§ **Excerpt provided**:
※
Solar Decathlon 2013: SHADE
Solar Decathlon 2013 wrapped up last week and we’ll be taking a look at a few of the entries. Sponsored by the U.S. Department of Energy, the Solar Decathlon is a biannual event in which university teams compete in the design, construction and operation of small energy-efficient houses powered by the sun.
SHADE (Solar Homes Adapting for Desert Equilibrium) was the entry by team ASUNM from Arizona State University and The University of New Mexico. As the name suggests, SHADE was designed for the Sonoran Desert that covers much of Arizona and New Mexico, and it uses shading as a key strategy.
A wooden structure supporting climbing plants and a large solar panel array shades the house and south side patio, creating a microclimate that moderates the desert heat. Other walls are shaded by screens of horizontal wooden louvers fastened directly to the walls. Besides using them for shade, raising the PV panels above the roof increases the panel efficiency by allowing them to be cooled by air flow underneath.
Inside there is one bedroom in 851 ft2 (79.1 m2). The L-shaped living space has the kitchen at one end and a flexible use space at the other end. A folding glass wall lets the living area extend out to the patio, facilitating an indoor-outdoor lifestyle. The flex space can function as a sitting area or home office. With a sliding partition wall and a wall bed hidden behind a bookcase, it easily transforms into a private guest bedroom.
※
§ **Data rows**:
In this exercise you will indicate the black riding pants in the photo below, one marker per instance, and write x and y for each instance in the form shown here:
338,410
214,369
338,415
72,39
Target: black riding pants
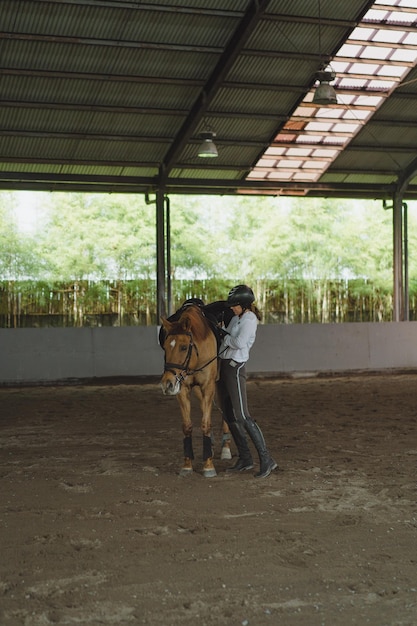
※
§ **Exercise set**:
1. Copy out all of the records word for word, leaving out the pictures.
2. Extend the article about the SHADE solar house, picking up after its final sentence.
The article on the SHADE solar house and the records are unrelated to each other.

§ **Solved tasks**:
1.
In this exercise you will indicate the black riding pants in the photo below, one marker per instance, and write x and y for each instance in the form shown here:
338,410
214,369
338,415
72,39
Target: black riding pants

2.
Natural clay on the interior walls gives SHADE a modern desert aesthetic. The clay helps to keep relative humidity at a comfortable level. By absorbing and releasing water vapor, it reduces the need for mechanical humidification and dehumidification. On a more hi-tech front, SHADE uses melting ice for cooling. Water is frozen and stored in an insulated tank at night when lower temperatures allow the cooling unit to run more efficiently. The ice is used to cool the refrigerant that is pumped through tubes in the ceiling for radiant cooling.
Learn more about SHADE at the team ASUNM website. If you’d like to build your own version, the plans for the Solar Decathlon houses are in the public domain. Very detailed plans for this small house can be downloaded from the Solar Decathlon website.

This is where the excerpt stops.